# Tablet PC oder Portabler DVD Player



## Kokopalme (30. Januar 2011)

Hallööö,

Da ich nach den Osterferien mit meinem LK eine Studienfahrt nach Süditalien unternehme( von Bonn aus) und sich unsere Lehrer entschieden haben die Tour mit dem Bus zu bewältigen(), brauche ich für die Fahrt(ca. 27Std.) einen kleinen TabletPC oder Tragbaren DVD Player um nen Film oder so zu gucken.

Nur leider bin ich mir noch überhaupt nicht sicher, welche Art von Abspielgerät ich nutzen soll. PSP oder Ipod ist zu klein, da erkennt man ja nix.

Da dachte ich an einen portablen DVD Player oder eben an nen TabletPC auf Adroid Basis oder so. (oder Netbook?)


Was ich ausgeben möchte weiß ich noch nicht. Da wir nur eine Woche fahren könnte ich also nach der Fahrt das 14 Tägige Rückgaberecht in Anspruch nehmen und das Gerät wieder zurückgeben. (sofern es noch wie neu ist.)

-Als Displaygröße stelle ich mir etwas in richtung 8" vor. 
-Akkulaufzeit ist mir natürlich sehr wichtig, da es im Bus keine Möglichkeit des Aufladens gibt.

Abspielen würde ich den Film entweder über die DVD oder über ne Speicherkarte USB Stick. Interner Speicher ist also unwichtig.

Hab mich schonmal durch Geizhals gewühlt, weiß aber nicht direkt wonach ich Ausschau halten muss. Wäre also nett, wenn ihr mir bei der Auswahl ein bisschen unter die Arme greifen könntet.
Ein Modell hab ich jedoch schon gefunden, dass mir einigermaßen zusagt. Archos 7 Tablet PC
oder eins aus der Point of View Mobii Reihe. Z.B das Mobii GenII mit 7" Display und 8Gb. Oder aber die 10.2" Version.
Vorteil bei dem GENII mit 7" ist der 4000mAh Akku, der recht lange halten soll.


lg

Christian


----------



## Herbboy (31. Januar 2011)

Wenn Du denn Akku benutzt, wirst das Teil mit Sicherheit nur mit einem Abschlag zurückgeben können - wäre ja noch schöner, wenn Leute Ware benutzen und das dann die anderen Kunden mitfinanzieren dürfen. ^^ 

Und so oder so ist die Frage, wie lang der beim Filmschauen hält. Selbst Archos gibt nur "bis zu 7Std" bei Video an. 

Wie lang der bei dem GenII hält, konnte ich nicht finden. 


Willst Du Dich nicht lieber informieren, ob ein anderer aus deinem LK ein passendes Gerät schon hat, oder ob es im Bus TV+DVD gibt?


----------



## Kokopalme (31. Januar 2011)

Herbboy schrieb:


> Willst Du Dich nicht lieber informieren, ob ein anderer aus deinem LK ein passendes Gerät schon hat, oder ob es im Bus TV+DVD gibt?



Ist schon passiert. Leider hat keiner was. Ich werd mich einfach noch ein bisschen umschauen und mal im Freundeskreis fragen.


----------

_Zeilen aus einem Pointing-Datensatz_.

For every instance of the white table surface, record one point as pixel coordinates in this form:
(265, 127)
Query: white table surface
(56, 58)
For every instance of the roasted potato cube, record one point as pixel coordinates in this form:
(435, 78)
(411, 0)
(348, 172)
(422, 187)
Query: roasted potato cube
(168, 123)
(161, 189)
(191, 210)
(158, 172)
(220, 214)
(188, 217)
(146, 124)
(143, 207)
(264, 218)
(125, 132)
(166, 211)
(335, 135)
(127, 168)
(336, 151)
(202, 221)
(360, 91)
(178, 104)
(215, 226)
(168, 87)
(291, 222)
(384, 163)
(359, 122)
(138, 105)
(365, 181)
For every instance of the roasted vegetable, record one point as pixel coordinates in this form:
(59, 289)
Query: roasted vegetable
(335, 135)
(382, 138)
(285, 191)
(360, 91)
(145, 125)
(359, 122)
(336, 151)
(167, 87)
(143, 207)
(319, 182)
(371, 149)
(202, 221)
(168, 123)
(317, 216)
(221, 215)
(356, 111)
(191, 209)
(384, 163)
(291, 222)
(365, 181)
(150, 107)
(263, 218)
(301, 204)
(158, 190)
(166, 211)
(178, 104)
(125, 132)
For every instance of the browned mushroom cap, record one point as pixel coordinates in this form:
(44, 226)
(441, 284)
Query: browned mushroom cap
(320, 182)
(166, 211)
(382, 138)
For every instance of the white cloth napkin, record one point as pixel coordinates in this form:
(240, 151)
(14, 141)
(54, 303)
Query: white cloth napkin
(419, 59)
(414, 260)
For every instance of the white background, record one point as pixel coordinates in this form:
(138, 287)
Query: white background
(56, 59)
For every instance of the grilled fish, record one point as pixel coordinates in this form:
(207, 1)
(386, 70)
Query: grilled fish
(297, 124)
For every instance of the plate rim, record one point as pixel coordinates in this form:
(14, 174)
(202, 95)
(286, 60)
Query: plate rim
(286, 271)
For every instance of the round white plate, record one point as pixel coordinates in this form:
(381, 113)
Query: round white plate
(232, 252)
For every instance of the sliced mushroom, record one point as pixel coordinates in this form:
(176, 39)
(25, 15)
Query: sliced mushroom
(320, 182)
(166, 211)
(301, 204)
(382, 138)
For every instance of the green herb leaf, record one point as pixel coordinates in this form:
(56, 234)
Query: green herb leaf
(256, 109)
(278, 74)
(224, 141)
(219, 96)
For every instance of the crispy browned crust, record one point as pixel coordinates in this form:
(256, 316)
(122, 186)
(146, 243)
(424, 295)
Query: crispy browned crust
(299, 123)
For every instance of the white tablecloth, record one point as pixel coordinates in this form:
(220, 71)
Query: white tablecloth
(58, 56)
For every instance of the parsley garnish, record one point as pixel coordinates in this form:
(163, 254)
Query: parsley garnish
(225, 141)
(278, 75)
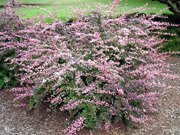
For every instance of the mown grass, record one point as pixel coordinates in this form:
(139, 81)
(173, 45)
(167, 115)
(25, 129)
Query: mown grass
(62, 8)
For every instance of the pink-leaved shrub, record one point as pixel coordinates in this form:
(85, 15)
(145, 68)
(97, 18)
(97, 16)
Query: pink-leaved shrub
(100, 70)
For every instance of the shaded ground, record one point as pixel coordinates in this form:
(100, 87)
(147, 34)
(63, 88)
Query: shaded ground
(14, 121)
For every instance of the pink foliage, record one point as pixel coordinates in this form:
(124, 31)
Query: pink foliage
(122, 50)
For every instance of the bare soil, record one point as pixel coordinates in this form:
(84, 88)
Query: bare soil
(20, 121)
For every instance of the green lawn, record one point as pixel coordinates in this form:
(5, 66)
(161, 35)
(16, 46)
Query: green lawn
(62, 8)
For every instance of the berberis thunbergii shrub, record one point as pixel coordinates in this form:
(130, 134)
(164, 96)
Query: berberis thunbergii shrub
(100, 70)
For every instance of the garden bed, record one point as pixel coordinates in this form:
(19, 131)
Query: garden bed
(40, 122)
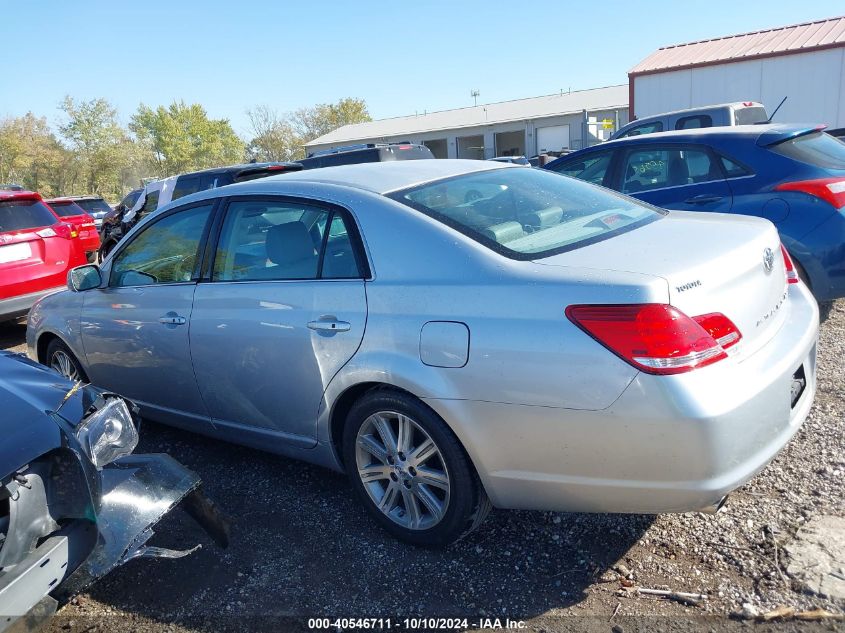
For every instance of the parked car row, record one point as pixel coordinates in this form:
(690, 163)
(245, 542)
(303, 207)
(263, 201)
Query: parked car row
(791, 175)
(526, 338)
(37, 249)
(453, 335)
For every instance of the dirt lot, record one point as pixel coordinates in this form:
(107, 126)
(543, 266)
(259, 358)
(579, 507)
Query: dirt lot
(302, 548)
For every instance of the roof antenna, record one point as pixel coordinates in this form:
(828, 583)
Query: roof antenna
(772, 116)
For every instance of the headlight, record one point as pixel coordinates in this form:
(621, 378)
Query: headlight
(108, 433)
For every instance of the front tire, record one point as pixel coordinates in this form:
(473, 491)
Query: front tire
(60, 359)
(410, 471)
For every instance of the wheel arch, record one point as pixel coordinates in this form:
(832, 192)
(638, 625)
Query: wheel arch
(42, 342)
(345, 401)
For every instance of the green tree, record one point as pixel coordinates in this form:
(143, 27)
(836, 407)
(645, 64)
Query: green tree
(31, 155)
(273, 137)
(309, 123)
(99, 142)
(181, 138)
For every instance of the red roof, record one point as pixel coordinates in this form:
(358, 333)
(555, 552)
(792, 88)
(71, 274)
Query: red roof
(797, 38)
(19, 195)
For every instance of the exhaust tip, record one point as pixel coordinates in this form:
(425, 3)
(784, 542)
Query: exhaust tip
(714, 508)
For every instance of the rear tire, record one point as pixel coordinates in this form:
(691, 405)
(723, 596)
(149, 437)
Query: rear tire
(410, 471)
(60, 359)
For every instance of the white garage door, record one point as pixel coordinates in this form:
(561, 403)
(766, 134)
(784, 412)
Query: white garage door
(552, 138)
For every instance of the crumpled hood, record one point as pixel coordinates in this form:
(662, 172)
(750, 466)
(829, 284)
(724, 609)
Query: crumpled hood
(28, 392)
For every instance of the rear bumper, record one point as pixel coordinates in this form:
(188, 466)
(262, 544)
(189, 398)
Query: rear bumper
(668, 443)
(15, 307)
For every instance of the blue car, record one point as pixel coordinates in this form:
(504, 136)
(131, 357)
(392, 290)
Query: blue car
(792, 175)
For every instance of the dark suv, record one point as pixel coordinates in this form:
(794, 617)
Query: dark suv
(365, 153)
(157, 193)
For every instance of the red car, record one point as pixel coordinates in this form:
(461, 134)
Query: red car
(69, 211)
(36, 252)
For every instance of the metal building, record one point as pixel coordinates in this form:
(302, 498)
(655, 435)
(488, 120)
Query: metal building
(524, 127)
(803, 62)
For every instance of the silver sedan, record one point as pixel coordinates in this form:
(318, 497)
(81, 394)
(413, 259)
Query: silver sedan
(455, 335)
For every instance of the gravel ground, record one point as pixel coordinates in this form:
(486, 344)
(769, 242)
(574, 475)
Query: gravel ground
(302, 547)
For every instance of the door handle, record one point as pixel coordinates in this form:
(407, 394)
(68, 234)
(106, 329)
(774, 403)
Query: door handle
(173, 320)
(702, 199)
(329, 325)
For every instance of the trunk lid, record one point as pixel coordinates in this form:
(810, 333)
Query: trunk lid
(711, 263)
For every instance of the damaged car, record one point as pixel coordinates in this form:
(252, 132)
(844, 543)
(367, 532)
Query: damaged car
(75, 503)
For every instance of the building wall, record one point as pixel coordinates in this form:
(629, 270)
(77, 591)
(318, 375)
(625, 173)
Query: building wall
(814, 83)
(580, 133)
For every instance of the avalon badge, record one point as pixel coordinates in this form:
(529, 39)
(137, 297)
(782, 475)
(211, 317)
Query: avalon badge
(768, 260)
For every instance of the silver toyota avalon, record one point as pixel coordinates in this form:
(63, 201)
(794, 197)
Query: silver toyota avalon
(455, 335)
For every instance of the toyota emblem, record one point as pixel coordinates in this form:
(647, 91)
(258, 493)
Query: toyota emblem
(768, 260)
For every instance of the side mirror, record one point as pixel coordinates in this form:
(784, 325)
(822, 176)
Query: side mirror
(84, 278)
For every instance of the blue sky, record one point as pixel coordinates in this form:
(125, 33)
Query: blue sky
(400, 57)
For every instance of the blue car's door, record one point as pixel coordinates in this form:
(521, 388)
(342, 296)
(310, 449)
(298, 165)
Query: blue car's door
(284, 309)
(682, 177)
(135, 331)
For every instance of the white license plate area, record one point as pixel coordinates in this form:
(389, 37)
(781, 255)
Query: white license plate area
(15, 252)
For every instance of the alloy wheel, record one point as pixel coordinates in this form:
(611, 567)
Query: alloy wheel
(402, 470)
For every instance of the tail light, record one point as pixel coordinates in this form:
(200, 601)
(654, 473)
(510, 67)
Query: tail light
(791, 273)
(657, 338)
(61, 229)
(830, 190)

_ZU ERLEDIGEN_.
A: Zitiere aus dem Forumsthread wörtlich den Abschnitt, der mit „## Kokopalme (30.“ beginnt und mit „wie neu ist.)“ endet.
B: Welche unterschiedlichen Displaygrößen in Zoll werden im Forumsthread genannt? Liste sie alle auf.

_ERGEBNISSE JE AUFGABE_.
A:
## Kokopalme (30. Januar 2011)

Hallööö,

Da ich nach den Osterferien mit meinem LK eine Studienfahrt nach Süditalien unternehme( von Bonn aus) und sich unsere Lehrer entschieden haben die Tour mit dem Bus zu bewältigen(), brauche ich für die Fahrt(ca. 27Std.) einen kleinen TabletPC oder Tragbaren DVD Player um nen Film oder so zu gucken.

Nur leider bin ich mir noch überhaupt nicht sicher, welche Art von Abspielgerät ich nutzen soll. PSP oder Ipod ist zu klein, da erkennt man ja nix.

Da dachte ich an einen portablen DVD Player oder eben an nen TabletPC auf Adroid Basis oder so. (oder Netbook?)


Was ich ausgeben möchte weiß ich noch nicht. Da wir nur eine Woche fahren könnte ich also nach der Fahrt das 14 Tägige Rückgaberecht in Anspruch nehmen und das Gerät wieder zurückgeben. (sofern es noch wie neu ist.)

B: 8", 7", 10.2"